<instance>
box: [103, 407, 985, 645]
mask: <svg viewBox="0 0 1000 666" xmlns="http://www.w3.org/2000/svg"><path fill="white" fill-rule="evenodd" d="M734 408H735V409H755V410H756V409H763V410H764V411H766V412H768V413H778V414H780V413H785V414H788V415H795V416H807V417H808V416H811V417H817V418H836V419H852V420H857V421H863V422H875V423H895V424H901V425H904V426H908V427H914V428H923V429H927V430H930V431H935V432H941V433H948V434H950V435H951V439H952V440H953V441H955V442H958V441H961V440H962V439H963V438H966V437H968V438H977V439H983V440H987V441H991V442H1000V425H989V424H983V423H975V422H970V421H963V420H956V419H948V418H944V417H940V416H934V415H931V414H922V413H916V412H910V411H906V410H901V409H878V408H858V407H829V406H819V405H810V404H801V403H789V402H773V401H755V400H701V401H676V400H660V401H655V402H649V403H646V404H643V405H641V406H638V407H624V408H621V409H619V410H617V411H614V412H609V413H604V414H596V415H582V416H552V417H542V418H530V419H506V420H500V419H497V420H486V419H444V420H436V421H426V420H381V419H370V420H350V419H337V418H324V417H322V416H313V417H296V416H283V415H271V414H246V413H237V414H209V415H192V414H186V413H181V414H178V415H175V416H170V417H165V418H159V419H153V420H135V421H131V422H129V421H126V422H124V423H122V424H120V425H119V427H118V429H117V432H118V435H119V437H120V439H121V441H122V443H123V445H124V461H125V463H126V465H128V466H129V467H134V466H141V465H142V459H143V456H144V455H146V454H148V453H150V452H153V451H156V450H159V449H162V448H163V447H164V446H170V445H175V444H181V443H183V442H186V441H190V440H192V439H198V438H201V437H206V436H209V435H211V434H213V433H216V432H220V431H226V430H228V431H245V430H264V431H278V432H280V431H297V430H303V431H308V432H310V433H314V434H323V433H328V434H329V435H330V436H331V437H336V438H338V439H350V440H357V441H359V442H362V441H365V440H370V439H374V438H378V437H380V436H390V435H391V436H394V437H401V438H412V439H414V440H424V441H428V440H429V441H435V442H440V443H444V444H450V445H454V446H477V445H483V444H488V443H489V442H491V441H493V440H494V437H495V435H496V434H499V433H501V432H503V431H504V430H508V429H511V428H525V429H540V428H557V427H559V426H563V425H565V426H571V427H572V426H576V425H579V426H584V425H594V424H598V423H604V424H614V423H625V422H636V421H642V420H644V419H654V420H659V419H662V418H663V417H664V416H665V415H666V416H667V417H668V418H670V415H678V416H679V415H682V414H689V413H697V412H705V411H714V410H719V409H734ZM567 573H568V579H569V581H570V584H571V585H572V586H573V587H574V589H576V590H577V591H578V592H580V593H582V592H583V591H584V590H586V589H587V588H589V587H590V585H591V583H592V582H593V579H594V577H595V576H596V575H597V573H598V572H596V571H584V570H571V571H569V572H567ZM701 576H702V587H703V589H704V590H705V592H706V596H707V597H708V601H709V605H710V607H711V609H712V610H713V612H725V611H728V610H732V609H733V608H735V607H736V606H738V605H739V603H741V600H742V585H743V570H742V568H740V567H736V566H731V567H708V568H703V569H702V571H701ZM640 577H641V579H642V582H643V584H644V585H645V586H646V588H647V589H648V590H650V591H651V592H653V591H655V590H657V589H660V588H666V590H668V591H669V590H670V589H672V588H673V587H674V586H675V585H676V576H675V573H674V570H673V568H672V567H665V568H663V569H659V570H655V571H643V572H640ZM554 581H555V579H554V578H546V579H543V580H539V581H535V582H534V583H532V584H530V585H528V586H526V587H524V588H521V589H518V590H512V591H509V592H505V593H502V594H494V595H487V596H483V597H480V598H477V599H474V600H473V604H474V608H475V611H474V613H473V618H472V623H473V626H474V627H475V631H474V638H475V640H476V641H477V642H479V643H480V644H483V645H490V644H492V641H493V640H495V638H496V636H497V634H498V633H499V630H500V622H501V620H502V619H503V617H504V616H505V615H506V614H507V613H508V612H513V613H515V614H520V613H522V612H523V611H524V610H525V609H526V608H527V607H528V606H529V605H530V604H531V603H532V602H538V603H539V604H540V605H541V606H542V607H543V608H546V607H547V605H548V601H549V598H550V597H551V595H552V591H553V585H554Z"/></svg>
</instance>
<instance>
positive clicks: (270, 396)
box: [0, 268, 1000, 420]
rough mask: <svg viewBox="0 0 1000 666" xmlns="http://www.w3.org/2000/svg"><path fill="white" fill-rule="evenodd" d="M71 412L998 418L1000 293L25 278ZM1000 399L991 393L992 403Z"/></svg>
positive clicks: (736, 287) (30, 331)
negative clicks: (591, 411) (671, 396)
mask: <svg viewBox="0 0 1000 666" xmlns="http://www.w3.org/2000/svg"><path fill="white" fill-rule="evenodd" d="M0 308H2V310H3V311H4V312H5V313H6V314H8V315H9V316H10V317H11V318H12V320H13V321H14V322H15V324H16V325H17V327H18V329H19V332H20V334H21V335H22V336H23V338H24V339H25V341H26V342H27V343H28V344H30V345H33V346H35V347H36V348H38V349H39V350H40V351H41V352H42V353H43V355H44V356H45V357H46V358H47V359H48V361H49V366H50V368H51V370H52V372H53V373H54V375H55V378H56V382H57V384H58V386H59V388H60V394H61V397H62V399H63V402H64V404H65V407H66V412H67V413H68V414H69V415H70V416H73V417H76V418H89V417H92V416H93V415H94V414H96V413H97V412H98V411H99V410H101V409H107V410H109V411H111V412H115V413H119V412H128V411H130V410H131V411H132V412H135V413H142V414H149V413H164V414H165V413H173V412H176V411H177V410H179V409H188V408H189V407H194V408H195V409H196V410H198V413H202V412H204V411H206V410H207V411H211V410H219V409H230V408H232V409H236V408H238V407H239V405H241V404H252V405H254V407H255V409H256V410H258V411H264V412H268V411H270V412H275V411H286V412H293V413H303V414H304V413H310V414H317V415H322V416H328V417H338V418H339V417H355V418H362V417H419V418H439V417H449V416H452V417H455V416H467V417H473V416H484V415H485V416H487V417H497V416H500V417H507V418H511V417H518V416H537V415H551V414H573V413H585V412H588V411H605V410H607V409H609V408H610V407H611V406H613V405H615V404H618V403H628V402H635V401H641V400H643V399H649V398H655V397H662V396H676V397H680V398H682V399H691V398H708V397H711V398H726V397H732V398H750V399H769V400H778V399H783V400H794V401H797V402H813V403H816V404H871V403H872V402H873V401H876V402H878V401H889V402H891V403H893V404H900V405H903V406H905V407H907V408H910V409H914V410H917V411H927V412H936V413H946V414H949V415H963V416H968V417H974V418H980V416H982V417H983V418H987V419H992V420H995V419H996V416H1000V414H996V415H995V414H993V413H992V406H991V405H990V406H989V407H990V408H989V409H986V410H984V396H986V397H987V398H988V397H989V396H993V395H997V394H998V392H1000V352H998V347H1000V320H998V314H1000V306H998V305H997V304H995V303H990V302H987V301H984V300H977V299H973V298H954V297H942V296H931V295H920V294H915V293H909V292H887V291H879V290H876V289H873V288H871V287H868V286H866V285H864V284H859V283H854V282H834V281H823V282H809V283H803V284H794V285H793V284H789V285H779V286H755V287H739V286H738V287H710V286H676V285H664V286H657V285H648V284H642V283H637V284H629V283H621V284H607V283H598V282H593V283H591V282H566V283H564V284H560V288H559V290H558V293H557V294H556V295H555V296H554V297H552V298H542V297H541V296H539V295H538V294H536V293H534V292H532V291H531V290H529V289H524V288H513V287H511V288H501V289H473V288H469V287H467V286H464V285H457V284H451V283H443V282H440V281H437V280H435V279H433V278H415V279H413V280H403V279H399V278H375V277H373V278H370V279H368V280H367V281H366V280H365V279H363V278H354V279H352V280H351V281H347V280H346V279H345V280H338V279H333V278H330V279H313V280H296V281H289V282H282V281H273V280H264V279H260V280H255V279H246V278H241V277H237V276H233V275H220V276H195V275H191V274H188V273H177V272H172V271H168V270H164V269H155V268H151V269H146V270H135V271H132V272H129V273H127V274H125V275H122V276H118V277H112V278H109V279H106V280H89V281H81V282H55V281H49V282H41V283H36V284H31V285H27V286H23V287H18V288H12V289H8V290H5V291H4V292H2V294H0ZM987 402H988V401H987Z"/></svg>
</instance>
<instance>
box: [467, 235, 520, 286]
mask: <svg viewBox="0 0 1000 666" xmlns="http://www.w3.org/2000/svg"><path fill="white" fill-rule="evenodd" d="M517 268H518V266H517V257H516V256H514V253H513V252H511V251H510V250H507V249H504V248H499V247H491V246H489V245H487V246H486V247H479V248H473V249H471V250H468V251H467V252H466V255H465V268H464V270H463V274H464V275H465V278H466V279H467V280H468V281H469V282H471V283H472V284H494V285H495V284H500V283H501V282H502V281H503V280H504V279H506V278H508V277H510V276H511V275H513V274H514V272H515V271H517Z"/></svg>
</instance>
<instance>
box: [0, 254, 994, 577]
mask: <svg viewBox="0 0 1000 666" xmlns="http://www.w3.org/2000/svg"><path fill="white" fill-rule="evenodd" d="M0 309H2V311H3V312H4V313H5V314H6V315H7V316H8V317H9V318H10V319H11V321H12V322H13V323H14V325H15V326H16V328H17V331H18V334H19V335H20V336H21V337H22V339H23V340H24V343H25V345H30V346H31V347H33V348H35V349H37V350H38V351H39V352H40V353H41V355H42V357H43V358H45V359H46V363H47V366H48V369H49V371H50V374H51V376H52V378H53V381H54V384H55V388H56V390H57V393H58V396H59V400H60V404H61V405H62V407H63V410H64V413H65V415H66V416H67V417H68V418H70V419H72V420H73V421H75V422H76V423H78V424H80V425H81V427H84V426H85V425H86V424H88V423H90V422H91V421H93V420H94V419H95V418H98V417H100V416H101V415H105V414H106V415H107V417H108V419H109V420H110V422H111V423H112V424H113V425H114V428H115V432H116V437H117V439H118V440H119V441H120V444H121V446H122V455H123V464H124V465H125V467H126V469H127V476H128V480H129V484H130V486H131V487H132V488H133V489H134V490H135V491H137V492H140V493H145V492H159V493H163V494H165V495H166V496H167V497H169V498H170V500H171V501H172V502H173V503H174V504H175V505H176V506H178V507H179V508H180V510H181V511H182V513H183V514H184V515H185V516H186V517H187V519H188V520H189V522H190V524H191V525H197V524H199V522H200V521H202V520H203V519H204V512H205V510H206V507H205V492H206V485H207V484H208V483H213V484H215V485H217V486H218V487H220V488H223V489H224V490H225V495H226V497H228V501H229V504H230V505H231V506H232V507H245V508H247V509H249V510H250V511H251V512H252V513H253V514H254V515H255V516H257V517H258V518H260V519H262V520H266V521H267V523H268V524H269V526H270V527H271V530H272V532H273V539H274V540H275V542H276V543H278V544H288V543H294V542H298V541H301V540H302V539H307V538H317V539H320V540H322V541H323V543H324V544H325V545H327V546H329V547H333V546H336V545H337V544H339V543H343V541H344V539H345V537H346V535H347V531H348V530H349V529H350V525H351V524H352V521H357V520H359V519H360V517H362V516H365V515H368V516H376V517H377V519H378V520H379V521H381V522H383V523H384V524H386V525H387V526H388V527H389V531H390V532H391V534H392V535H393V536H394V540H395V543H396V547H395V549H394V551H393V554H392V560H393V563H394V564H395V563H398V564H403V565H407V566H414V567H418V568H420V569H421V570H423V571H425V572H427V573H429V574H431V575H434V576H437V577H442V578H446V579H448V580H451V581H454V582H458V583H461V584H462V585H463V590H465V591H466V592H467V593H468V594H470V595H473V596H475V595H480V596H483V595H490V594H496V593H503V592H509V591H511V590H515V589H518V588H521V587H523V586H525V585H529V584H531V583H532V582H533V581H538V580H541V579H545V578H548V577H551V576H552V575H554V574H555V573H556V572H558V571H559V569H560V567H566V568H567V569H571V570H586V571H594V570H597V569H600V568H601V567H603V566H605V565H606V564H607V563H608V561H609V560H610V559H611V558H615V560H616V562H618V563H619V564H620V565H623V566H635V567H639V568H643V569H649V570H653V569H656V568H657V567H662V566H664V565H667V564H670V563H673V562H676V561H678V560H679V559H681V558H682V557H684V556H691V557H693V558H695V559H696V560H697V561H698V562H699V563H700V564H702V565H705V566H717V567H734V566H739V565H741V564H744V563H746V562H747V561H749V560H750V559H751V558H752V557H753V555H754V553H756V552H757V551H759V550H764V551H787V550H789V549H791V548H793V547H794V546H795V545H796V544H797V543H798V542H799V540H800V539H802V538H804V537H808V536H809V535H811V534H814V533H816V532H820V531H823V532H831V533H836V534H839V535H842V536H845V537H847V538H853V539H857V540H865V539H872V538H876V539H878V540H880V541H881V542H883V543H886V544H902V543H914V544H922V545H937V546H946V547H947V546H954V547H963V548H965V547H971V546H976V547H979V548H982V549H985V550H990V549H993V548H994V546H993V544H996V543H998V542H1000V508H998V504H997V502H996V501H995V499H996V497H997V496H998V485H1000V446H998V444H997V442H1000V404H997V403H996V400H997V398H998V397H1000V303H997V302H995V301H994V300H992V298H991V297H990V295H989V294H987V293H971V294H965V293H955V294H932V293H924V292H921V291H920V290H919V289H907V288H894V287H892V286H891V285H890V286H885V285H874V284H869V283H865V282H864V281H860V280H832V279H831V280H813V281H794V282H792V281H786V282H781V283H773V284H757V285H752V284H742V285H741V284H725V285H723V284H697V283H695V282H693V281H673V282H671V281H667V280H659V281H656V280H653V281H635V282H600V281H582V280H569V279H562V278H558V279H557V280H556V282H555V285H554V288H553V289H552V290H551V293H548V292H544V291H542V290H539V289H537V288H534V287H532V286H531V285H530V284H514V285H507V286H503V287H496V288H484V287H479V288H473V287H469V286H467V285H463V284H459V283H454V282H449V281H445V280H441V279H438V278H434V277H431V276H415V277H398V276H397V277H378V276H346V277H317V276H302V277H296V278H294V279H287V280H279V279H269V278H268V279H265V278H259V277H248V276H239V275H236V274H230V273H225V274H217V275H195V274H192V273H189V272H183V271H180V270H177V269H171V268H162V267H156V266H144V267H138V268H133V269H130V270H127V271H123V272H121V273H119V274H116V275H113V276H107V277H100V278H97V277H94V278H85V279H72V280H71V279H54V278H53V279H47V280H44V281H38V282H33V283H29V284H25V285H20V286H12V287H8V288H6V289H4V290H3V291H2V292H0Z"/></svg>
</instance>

Activity:
Extract every line in the data above that contains the word "positive".

Your solution:
positive clicks: (270, 396)
positive clicks: (736, 287) (30, 331)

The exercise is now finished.